Object pointing dataset rows:
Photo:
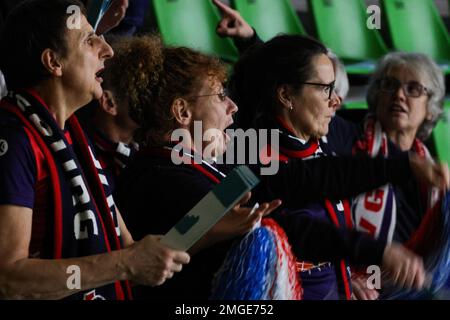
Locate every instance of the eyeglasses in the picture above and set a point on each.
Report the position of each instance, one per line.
(329, 88)
(411, 89)
(222, 95)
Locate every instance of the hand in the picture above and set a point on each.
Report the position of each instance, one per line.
(360, 289)
(148, 262)
(404, 268)
(232, 24)
(431, 173)
(240, 220)
(113, 16)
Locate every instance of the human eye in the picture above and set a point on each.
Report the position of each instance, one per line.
(414, 87)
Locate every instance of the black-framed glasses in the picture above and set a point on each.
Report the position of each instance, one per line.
(222, 95)
(411, 89)
(329, 88)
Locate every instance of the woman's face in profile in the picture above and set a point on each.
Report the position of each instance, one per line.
(214, 110)
(402, 101)
(313, 105)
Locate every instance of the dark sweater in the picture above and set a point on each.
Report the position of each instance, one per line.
(153, 194)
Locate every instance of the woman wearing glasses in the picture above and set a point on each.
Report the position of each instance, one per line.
(405, 98)
(190, 89)
(288, 84)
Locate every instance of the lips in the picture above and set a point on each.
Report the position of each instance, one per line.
(98, 75)
(396, 108)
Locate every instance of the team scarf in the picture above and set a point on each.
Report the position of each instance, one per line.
(84, 216)
(291, 147)
(375, 212)
(113, 155)
(259, 266)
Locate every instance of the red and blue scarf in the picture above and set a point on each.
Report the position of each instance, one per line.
(291, 147)
(84, 214)
(261, 265)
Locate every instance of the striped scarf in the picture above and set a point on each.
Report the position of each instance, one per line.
(84, 214)
(339, 212)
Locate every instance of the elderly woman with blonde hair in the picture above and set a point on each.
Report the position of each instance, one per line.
(405, 98)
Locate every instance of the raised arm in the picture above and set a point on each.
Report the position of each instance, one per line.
(301, 182)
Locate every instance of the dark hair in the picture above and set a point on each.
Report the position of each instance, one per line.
(184, 72)
(30, 28)
(284, 60)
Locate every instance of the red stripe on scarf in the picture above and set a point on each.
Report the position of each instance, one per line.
(81, 138)
(57, 252)
(314, 145)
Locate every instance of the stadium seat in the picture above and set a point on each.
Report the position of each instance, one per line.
(192, 23)
(416, 26)
(342, 26)
(270, 17)
(441, 135)
(357, 104)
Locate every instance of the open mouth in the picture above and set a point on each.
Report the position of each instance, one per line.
(395, 108)
(98, 75)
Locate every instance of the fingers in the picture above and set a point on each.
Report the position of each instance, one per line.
(405, 268)
(245, 198)
(223, 7)
(181, 257)
(272, 206)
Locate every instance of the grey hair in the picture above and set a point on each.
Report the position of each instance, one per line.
(430, 74)
(342, 84)
(3, 90)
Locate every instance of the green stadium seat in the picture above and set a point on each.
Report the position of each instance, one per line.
(357, 104)
(270, 17)
(192, 23)
(416, 26)
(342, 26)
(441, 135)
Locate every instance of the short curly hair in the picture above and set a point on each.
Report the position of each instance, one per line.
(430, 74)
(134, 71)
(183, 74)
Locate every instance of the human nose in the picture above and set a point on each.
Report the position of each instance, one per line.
(400, 92)
(335, 100)
(232, 107)
(106, 52)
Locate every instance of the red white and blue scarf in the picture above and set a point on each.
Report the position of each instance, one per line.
(375, 211)
(84, 214)
(430, 240)
(261, 265)
(291, 147)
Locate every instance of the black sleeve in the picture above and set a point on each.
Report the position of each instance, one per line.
(300, 182)
(244, 44)
(317, 241)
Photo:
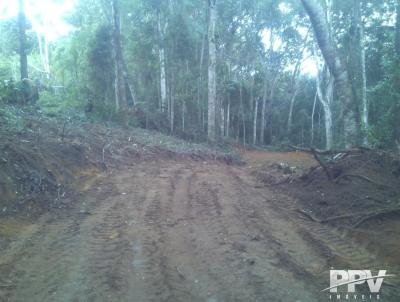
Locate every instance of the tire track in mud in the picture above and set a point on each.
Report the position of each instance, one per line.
(339, 249)
(179, 231)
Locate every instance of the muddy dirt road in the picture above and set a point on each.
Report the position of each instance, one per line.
(174, 231)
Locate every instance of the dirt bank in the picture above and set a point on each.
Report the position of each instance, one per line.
(168, 230)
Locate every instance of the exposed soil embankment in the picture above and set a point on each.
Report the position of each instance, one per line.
(46, 162)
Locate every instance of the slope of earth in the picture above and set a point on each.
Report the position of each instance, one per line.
(178, 230)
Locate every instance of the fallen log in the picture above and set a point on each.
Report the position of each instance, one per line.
(375, 215)
(329, 152)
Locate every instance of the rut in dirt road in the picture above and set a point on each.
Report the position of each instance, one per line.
(169, 231)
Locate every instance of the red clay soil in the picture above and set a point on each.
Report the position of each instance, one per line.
(177, 229)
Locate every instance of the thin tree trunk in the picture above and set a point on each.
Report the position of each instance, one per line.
(312, 119)
(22, 41)
(332, 59)
(161, 53)
(212, 89)
(200, 81)
(172, 103)
(365, 113)
(397, 38)
(242, 113)
(228, 113)
(263, 114)
(255, 121)
(120, 89)
(290, 118)
(325, 96)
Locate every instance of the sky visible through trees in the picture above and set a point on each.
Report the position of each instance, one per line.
(276, 69)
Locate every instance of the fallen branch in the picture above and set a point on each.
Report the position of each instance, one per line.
(375, 215)
(321, 163)
(329, 219)
(329, 152)
(361, 177)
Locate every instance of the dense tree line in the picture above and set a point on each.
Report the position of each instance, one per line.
(224, 69)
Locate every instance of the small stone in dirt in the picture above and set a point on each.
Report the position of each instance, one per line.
(251, 261)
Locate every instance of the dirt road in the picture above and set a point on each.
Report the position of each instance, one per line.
(172, 231)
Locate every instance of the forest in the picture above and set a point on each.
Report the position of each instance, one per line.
(308, 73)
(199, 150)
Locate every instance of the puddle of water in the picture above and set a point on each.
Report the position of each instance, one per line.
(138, 261)
(10, 227)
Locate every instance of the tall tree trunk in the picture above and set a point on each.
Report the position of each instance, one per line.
(397, 39)
(332, 59)
(242, 113)
(291, 108)
(365, 110)
(263, 114)
(325, 84)
(22, 41)
(255, 121)
(312, 118)
(161, 53)
(212, 89)
(228, 116)
(120, 89)
(200, 80)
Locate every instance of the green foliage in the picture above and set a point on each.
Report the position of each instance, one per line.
(63, 105)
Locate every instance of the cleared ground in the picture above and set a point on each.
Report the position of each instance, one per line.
(170, 230)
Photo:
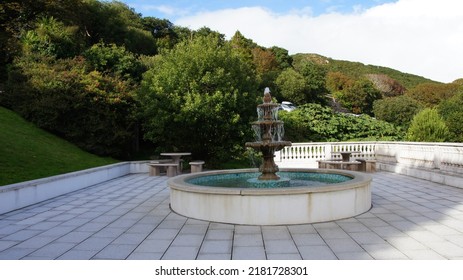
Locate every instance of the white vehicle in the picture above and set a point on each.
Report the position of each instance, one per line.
(287, 106)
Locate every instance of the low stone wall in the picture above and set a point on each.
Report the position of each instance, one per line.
(437, 162)
(16, 196)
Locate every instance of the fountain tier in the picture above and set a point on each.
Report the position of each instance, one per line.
(270, 206)
(269, 132)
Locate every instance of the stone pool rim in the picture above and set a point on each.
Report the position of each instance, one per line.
(277, 206)
(180, 182)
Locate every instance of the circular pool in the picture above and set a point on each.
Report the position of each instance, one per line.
(313, 195)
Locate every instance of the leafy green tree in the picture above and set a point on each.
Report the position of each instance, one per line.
(452, 113)
(284, 60)
(431, 94)
(292, 86)
(51, 38)
(314, 75)
(398, 110)
(111, 59)
(359, 97)
(97, 112)
(317, 123)
(337, 81)
(199, 97)
(428, 126)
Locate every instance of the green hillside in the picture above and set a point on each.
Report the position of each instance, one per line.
(27, 152)
(357, 69)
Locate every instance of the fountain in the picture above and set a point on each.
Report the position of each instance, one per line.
(269, 133)
(270, 196)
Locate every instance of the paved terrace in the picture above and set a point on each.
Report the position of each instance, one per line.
(129, 218)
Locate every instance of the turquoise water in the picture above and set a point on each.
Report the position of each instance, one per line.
(244, 180)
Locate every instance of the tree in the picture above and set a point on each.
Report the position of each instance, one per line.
(52, 38)
(314, 75)
(452, 113)
(428, 126)
(337, 81)
(314, 122)
(97, 112)
(203, 90)
(292, 86)
(386, 85)
(431, 94)
(398, 110)
(111, 59)
(359, 97)
(284, 60)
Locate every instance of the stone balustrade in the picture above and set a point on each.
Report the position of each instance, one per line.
(438, 162)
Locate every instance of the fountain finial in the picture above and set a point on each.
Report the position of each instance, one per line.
(267, 97)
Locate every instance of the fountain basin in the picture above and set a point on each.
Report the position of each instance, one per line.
(271, 206)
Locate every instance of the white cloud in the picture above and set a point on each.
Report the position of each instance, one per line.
(422, 37)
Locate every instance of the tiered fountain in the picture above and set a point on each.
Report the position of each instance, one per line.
(269, 132)
(270, 197)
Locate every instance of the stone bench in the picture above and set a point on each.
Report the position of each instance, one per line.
(339, 164)
(151, 170)
(155, 169)
(196, 166)
(367, 165)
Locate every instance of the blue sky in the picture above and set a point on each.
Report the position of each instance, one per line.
(422, 37)
(173, 9)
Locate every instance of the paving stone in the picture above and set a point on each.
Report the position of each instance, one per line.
(216, 247)
(279, 246)
(248, 240)
(181, 253)
(115, 252)
(248, 253)
(317, 252)
(219, 234)
(410, 219)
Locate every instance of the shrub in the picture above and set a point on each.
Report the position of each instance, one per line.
(199, 97)
(398, 110)
(428, 126)
(96, 112)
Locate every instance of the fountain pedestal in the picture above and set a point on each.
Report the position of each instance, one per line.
(269, 132)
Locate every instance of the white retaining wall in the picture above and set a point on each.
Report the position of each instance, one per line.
(16, 196)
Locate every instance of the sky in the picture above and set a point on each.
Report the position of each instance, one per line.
(421, 37)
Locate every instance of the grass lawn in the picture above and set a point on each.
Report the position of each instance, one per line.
(27, 152)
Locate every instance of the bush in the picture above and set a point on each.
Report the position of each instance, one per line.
(428, 126)
(313, 122)
(452, 113)
(199, 97)
(94, 111)
(398, 110)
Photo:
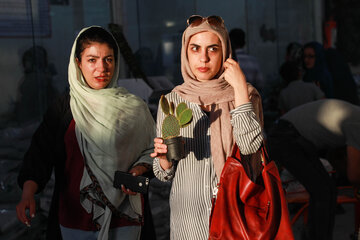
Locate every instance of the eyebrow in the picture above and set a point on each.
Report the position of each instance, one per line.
(212, 45)
(94, 56)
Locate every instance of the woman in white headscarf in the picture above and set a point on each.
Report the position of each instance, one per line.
(86, 136)
(226, 110)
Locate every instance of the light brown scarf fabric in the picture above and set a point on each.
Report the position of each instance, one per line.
(218, 93)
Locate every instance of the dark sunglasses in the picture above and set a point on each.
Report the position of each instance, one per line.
(196, 20)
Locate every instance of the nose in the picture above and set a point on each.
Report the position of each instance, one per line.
(204, 57)
(102, 66)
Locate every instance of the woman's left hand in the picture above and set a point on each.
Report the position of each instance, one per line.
(233, 74)
(135, 171)
(236, 78)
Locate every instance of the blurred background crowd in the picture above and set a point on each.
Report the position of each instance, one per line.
(292, 51)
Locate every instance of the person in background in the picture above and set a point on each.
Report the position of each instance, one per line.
(85, 137)
(297, 92)
(294, 53)
(249, 64)
(299, 138)
(345, 87)
(226, 111)
(316, 68)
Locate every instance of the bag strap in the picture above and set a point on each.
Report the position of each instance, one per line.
(264, 154)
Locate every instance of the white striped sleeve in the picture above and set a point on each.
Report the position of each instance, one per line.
(160, 173)
(246, 128)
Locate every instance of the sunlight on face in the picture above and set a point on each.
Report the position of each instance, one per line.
(204, 53)
(97, 65)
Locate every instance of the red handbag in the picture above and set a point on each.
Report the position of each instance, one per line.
(247, 210)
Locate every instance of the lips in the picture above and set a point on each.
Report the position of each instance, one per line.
(203, 69)
(101, 79)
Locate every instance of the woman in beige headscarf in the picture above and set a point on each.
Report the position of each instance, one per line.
(85, 137)
(226, 110)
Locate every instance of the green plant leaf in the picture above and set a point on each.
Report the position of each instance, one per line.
(185, 117)
(170, 127)
(164, 104)
(180, 108)
(172, 108)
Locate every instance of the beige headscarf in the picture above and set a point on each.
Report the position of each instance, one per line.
(218, 93)
(113, 127)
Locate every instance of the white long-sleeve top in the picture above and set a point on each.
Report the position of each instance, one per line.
(193, 178)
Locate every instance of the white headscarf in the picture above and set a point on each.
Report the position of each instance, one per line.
(113, 127)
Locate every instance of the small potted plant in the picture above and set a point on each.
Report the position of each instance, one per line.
(175, 118)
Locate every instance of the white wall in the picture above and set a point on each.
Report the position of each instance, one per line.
(66, 22)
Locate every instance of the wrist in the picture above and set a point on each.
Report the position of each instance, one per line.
(165, 164)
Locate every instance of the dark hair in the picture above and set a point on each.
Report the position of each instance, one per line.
(294, 52)
(237, 38)
(94, 34)
(290, 71)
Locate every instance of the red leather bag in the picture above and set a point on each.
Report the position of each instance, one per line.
(247, 210)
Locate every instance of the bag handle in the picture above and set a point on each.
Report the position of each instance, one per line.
(264, 154)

Problem requirements: Give the stretch of the data above, from the line containing "Locate every instance of the wrist" through the end of the data, as a numbered list with blank lines left out.

Worked solution:
1. Locate every instance of the wrist in the picture above and set a point on each.
2. Report the position of each instance, one per line.
3. (165, 164)
4. Locate every instance of the dark hair in the picture above and set a point on each.
5. Report the position of each instance, one per line.
6. (294, 52)
7. (237, 38)
8. (94, 34)
9. (290, 71)
10. Locate every instance of the red leather bag in the picture above and set a point on each.
11. Report the position of each instance, one per line.
12. (247, 210)
13. Locate every instance of the bag handle in the picture above and set a point on each.
14. Report the position of each instance, one per line.
15. (264, 154)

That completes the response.